-------- Teks Bacaan --------
KalselMedia.com, Barabai – Sepanjang Januari hingga 23 Juli 2025, Pengadilan Agama (PA) Barabai telah menerima delapan permohonan dispensasi nikah yang diajukan oleh orang tua atau wali anak di bawah umur.
Meskipun jumlahnya tidak tergolong tinggi, fenomena pernikahan anak masih menjadi perhatian di Kabupaten Hulu Sungai Tengah (HST).
Panitera PA Barabai, H Anshari Saleh, S.H.I, mengungkapkan bahwa tidak ada kecamatan yang mendominasi jumlah permohonan. Persebarannya merata di seluruh wilayah HST.
“Yang paling sering mengajukan dispensasi kawin adalah pihak calon mempelai perempuan,” ujarnya Senin (4/8/2025).
Menurut Anshari, alasan paling umum orang tua mengajukan dispensasi nikah adalah karena anak mereka sudah lama menjalin hubungan pacaran atau bertunangan, sehingga ingin segera meresmikan dalam ikatan pernikahan.
Mayoritas permohonan yang masuk dikabulkan oleh majelis hakim, meskipun tidak sedikit pula yang ditolak. Hal itu tergantung pada pertimbangan yuridis dan sosiologis dalam persidangan.
“Pertimbangan hakim mencakup alasan mendesak untuk dilaksanakannya perkawinan serta kesiapan para calon mempelai. Semua ini dinilai berdasarkan hasil konseling dari Dinas Sosial, PPKB dan PPPA Kabupaten HST,” jelasnya.
Adapun proses pemeriksaan perkara dilakukan dengan tahapan sesuai aturan. Setelah permohonan masuk, pengadilan menetapkan hari sidang dan memanggil para pihak. Dalam persidangan, hakim memeriksa identitas, mendengarkan alasan pengajuan, serta mempertimbangkan kesiapan fisik, mental, ekonomi, dan pendidikan calon pengantin.
--------
#### Tugas yang Diberikan 1:
Ambil bagian teks bacaan dari "Panitera PA Barabai, H" sampai "seluruh wilayah HST.", kedua batas itu ikut disertakan, tanpa perubahan apa pun.
Teks bacaan dan baris data di bawahnya berasal dari sumber yang berbeda.
-------- Data Masukan --------
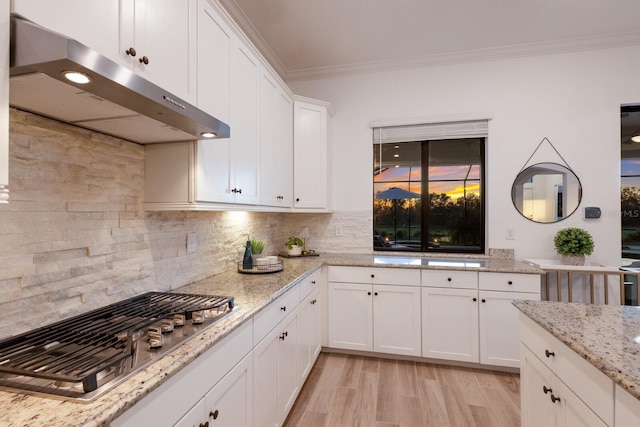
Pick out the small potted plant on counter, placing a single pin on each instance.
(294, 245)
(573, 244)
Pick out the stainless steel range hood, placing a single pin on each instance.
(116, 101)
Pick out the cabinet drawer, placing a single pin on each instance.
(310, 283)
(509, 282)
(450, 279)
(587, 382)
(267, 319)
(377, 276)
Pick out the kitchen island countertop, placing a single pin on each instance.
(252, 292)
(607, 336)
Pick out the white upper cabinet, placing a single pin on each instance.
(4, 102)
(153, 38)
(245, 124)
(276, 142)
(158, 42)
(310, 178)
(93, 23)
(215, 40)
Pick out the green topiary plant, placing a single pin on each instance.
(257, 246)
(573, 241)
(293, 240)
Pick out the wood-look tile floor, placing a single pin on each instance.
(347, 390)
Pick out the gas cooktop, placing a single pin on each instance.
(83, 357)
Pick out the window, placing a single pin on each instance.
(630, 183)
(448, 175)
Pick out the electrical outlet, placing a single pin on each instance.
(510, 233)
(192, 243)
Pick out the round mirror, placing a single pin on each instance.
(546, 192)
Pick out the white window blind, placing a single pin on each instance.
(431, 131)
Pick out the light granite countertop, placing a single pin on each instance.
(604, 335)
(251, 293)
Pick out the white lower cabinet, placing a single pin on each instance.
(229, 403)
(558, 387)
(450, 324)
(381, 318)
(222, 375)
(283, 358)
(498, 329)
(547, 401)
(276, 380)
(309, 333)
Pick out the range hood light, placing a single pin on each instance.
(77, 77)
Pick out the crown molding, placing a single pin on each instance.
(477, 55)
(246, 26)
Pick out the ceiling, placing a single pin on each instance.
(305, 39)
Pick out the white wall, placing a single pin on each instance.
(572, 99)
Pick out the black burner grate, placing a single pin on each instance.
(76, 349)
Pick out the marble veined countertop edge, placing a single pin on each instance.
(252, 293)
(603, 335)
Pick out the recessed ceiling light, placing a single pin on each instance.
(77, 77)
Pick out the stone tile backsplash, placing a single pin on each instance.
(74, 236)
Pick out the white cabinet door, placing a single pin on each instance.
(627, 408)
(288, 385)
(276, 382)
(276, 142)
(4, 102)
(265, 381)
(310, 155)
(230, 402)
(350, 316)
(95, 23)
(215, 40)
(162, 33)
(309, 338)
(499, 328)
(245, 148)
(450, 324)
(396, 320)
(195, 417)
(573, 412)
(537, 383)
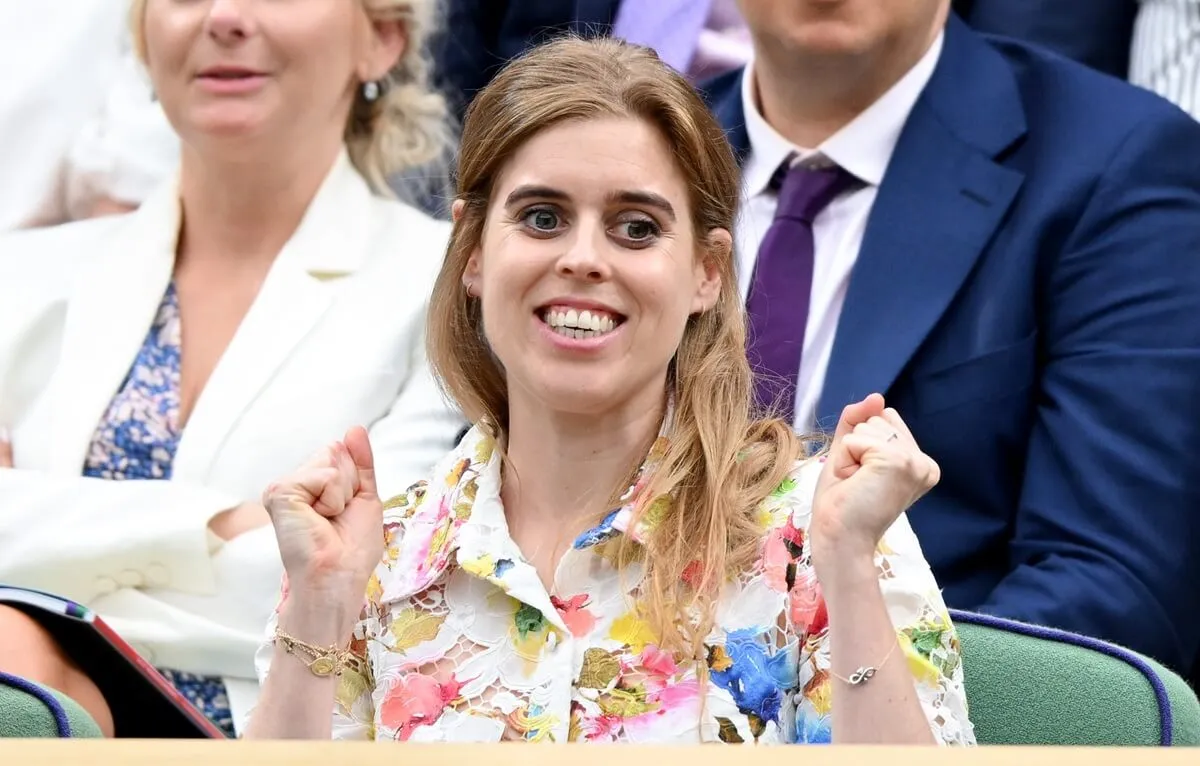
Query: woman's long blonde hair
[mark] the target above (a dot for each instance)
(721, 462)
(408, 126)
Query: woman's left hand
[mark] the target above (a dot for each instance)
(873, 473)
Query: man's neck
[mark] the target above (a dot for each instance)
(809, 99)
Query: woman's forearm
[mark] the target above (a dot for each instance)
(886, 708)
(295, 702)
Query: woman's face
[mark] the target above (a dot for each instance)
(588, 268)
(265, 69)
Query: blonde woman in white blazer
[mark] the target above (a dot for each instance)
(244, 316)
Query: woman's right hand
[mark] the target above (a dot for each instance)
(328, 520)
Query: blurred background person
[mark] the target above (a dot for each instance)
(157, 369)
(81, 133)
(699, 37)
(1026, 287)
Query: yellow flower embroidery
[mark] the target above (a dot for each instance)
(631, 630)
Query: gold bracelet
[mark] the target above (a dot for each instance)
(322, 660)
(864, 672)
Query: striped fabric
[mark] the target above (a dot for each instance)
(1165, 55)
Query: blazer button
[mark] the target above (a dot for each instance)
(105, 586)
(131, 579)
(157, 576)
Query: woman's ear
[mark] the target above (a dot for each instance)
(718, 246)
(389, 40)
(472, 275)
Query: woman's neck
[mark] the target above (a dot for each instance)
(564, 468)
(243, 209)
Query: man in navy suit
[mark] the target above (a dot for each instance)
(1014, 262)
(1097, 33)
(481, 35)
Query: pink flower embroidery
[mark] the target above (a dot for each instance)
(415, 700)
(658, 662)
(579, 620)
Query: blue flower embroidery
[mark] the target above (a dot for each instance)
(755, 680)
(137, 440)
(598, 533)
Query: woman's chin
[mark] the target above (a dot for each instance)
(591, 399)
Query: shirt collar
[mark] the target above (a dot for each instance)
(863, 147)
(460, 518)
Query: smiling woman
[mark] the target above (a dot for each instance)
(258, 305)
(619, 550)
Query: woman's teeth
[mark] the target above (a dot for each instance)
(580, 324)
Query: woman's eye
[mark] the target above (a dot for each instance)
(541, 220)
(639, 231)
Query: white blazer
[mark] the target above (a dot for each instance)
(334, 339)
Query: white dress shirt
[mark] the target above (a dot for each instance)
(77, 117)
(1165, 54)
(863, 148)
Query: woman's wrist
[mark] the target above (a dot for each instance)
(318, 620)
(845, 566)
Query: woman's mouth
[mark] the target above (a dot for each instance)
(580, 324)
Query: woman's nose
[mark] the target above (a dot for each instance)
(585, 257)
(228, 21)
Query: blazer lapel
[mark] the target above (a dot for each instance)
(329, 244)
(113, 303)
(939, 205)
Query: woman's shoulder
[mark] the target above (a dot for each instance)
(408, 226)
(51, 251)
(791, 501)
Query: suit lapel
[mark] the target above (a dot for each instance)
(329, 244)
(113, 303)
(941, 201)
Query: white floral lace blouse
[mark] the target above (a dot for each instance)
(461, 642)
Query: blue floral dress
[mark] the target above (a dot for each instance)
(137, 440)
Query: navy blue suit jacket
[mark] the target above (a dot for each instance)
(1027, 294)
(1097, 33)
--------
-------- Data Masukan --------
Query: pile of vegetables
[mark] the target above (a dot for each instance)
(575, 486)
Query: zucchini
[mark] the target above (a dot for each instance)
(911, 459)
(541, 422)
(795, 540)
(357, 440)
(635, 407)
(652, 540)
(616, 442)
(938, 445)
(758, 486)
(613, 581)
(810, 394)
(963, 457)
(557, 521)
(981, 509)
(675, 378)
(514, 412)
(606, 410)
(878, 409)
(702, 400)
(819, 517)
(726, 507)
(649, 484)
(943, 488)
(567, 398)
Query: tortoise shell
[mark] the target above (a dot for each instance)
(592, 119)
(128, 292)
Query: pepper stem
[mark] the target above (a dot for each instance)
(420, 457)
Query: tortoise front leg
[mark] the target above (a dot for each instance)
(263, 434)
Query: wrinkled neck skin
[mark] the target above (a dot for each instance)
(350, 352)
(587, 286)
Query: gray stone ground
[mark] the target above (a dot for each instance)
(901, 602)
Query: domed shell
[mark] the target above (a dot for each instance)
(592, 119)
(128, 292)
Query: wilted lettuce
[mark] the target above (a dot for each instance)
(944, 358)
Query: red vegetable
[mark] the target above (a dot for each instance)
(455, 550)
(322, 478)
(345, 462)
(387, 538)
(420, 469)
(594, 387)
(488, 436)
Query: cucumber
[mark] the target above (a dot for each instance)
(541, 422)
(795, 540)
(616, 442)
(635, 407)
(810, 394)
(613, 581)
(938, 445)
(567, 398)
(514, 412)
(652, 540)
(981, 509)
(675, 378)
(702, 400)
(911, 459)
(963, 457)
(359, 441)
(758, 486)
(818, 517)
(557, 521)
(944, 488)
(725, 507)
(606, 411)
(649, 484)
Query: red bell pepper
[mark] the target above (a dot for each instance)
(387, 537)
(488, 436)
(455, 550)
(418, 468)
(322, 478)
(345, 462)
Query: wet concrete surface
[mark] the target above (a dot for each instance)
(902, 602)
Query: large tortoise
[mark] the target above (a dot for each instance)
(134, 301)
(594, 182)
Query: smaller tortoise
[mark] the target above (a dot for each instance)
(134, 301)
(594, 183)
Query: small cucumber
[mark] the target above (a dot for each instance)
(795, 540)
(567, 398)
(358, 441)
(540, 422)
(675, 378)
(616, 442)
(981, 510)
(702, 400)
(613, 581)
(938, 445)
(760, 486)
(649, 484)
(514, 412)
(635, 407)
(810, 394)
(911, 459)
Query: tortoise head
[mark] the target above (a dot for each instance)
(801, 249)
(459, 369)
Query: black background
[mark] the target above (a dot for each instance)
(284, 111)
--------
-------- Data Masukan --------
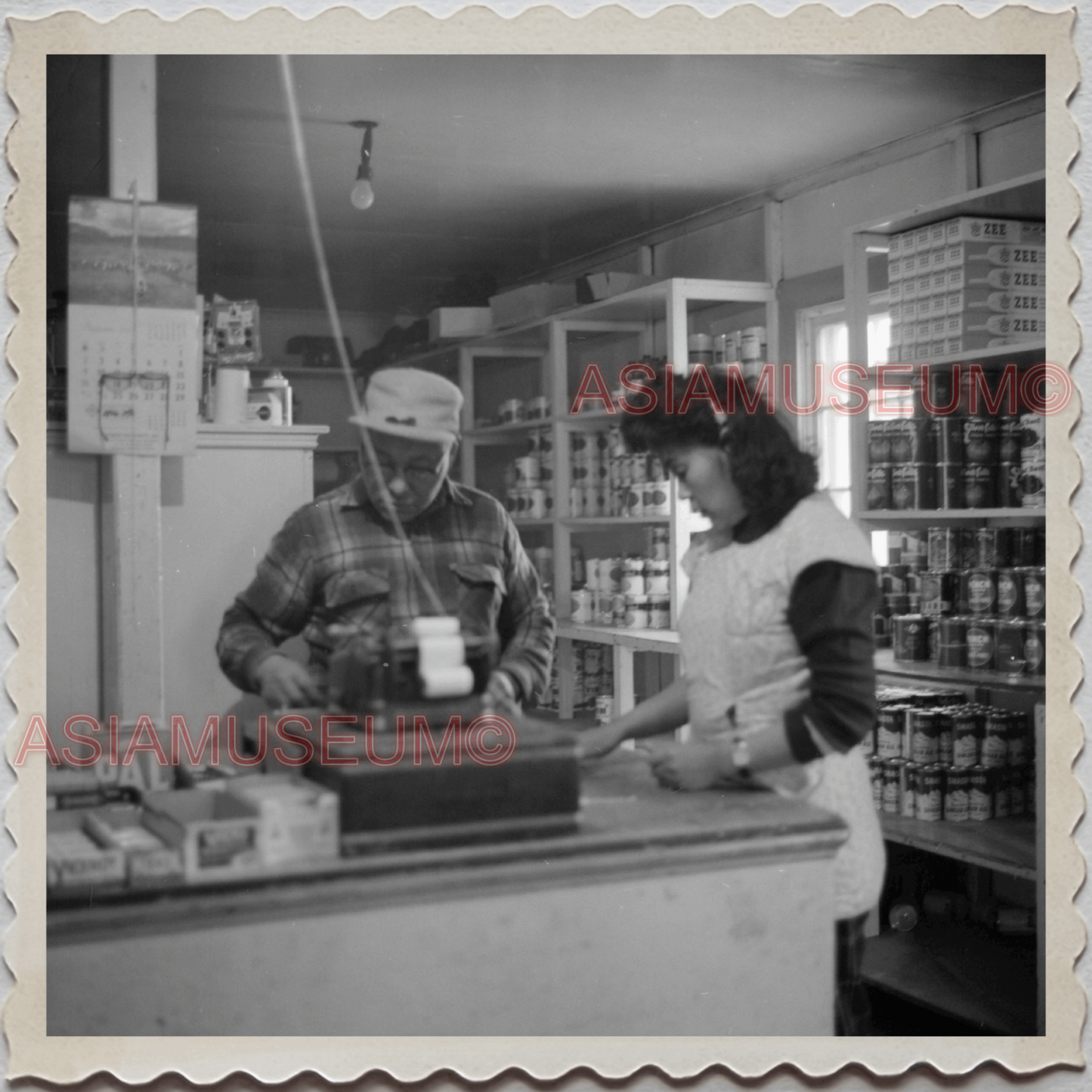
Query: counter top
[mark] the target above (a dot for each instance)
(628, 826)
--------
#### Tugas yang Diberikan 2:
Tolong hitung berapa baris data yang memuat kata "stone", dengan membedakan huruf besar dan kecil. Jawab hanya dengan angkanya.

#### Hasil 1:
Panitera PA Barabai, H Anshari Saleh, S.H.I, mengungkapkan bahwa tidak ada kecamatan yang mendominasi jumlah permohonan. Persebarannya merata di seluruh wilayah HST.

#### Hasil 2:
2